- Lines from a pointing dataset

• • • • •

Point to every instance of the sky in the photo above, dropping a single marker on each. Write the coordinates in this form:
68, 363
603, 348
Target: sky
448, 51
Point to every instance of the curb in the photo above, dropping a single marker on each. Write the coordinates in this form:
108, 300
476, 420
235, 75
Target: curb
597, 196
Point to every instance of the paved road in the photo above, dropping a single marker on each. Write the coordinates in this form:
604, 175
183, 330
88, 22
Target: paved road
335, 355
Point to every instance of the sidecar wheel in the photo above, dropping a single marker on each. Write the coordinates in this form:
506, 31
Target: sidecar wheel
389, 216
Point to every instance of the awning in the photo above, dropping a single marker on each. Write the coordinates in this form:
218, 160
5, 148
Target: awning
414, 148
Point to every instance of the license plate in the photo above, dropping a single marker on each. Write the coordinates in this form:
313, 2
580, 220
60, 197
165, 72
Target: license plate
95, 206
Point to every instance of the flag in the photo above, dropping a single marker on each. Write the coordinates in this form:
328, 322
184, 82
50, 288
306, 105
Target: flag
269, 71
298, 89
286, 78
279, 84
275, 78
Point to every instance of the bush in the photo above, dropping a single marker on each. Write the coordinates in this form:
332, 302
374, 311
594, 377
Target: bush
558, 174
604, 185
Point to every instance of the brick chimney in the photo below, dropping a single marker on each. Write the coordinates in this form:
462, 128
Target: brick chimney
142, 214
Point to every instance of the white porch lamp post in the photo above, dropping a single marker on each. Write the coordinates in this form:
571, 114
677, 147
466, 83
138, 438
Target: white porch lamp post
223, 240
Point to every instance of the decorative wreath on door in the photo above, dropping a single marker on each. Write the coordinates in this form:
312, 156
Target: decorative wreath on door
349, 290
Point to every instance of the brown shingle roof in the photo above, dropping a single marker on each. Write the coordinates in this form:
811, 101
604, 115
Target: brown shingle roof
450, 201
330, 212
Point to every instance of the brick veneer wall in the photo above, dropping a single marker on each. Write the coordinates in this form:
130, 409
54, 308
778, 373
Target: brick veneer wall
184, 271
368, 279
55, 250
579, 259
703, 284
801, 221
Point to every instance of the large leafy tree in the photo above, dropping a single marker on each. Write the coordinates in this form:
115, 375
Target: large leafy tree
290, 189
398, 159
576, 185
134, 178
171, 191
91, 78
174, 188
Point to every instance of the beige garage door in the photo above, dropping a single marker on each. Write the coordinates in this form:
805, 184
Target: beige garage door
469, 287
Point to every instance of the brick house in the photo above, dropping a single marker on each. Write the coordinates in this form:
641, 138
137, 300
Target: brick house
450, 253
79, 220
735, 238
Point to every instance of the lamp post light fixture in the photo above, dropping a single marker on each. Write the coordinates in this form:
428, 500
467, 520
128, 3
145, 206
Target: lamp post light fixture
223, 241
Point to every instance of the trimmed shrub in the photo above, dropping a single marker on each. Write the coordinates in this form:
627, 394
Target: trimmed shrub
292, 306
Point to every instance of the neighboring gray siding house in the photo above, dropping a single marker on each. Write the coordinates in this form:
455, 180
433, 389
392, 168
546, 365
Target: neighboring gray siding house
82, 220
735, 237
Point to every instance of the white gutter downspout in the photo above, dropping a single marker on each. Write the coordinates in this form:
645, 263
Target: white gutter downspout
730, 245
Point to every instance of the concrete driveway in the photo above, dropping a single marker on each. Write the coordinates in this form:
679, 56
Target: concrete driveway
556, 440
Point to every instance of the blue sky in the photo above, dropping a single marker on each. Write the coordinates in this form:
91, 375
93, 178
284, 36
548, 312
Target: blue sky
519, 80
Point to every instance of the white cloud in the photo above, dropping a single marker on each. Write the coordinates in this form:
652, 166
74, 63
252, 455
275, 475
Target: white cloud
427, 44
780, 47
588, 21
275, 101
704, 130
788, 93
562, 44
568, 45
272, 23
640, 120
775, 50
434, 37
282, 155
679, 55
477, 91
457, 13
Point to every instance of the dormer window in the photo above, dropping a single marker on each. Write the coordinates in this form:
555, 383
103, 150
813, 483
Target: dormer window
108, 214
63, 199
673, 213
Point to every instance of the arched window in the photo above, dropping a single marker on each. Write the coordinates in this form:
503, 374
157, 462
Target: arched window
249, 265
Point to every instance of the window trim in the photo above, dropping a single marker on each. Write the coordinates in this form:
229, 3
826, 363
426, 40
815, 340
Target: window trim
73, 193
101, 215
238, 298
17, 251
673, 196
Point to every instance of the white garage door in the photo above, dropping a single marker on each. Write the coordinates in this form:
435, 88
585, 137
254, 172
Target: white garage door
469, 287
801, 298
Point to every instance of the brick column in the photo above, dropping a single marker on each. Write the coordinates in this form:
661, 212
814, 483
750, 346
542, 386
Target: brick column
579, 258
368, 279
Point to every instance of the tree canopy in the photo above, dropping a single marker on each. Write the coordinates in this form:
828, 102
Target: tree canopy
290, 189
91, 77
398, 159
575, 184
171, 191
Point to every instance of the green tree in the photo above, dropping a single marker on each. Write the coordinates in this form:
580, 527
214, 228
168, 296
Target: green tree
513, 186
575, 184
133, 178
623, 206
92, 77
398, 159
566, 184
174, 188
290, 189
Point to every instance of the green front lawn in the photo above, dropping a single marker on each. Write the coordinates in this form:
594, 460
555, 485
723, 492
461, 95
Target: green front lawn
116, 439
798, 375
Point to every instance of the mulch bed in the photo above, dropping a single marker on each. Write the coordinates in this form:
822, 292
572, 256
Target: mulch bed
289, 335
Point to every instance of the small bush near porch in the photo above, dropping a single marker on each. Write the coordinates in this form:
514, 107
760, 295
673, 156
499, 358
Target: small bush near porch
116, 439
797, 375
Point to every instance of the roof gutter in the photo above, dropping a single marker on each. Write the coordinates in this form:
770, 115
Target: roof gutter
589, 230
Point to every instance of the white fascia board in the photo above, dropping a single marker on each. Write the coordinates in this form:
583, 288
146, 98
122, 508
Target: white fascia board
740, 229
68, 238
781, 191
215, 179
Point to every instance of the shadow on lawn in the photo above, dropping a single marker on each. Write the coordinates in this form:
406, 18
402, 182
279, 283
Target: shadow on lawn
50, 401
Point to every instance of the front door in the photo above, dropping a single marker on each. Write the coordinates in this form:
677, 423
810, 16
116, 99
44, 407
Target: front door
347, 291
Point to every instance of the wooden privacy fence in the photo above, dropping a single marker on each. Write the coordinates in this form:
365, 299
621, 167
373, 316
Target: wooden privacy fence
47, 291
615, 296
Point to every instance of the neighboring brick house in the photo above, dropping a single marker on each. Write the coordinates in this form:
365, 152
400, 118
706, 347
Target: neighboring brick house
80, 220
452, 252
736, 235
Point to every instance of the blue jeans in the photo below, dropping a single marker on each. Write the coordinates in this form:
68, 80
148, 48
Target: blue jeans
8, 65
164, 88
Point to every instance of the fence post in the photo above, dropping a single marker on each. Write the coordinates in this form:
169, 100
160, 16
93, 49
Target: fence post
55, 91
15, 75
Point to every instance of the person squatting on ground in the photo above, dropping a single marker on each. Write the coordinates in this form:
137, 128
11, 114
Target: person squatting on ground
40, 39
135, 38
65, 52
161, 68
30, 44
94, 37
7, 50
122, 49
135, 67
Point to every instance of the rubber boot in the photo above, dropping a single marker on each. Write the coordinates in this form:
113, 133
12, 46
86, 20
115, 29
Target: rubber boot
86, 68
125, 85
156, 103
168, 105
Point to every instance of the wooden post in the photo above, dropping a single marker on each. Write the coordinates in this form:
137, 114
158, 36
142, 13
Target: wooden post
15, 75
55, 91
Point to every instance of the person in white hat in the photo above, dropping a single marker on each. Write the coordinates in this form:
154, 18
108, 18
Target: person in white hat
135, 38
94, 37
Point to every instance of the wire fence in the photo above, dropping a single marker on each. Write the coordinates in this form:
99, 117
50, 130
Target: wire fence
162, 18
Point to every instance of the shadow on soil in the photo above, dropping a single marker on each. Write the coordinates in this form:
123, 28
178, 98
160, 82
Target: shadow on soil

• • • • •

- EXERCISE DETAILS
Rewrite the stretch from the line containing "Point to every instance of the rubber" through the final line above, putting "timber post" wherever "wooden post" appears and leaving everything else unchanged.

- EXPECTED ANSWER
Point to every instance of the rubber boot in the photo above, dropping a single marker on each. Write the coordinates in this form:
113, 133
12, 46
86, 20
115, 29
Target: rubber boot
86, 68
125, 85
156, 103
168, 105
Point to every instance of the timber post in the photo above, dropping a single marker on each. Write the coordinates in this form:
137, 114
158, 36
142, 13
Target: timber post
15, 75
55, 91
Point to every instance of the person in white hat in the photo above, dropping a single marker on each. Write the coordinates in this form:
154, 18
108, 18
Target: person in white hat
135, 38
94, 37
Point to every instance of the wire fence in the photo above, dropping a single marker on each. Write the coordinates in this form:
99, 117
50, 130
Target: wire fence
162, 18
Point to every instance of the shadow on soil in the photo above, dropping a single marker on each. Write the coordinates in this form:
123, 28
178, 98
160, 82
Target: shadow on soil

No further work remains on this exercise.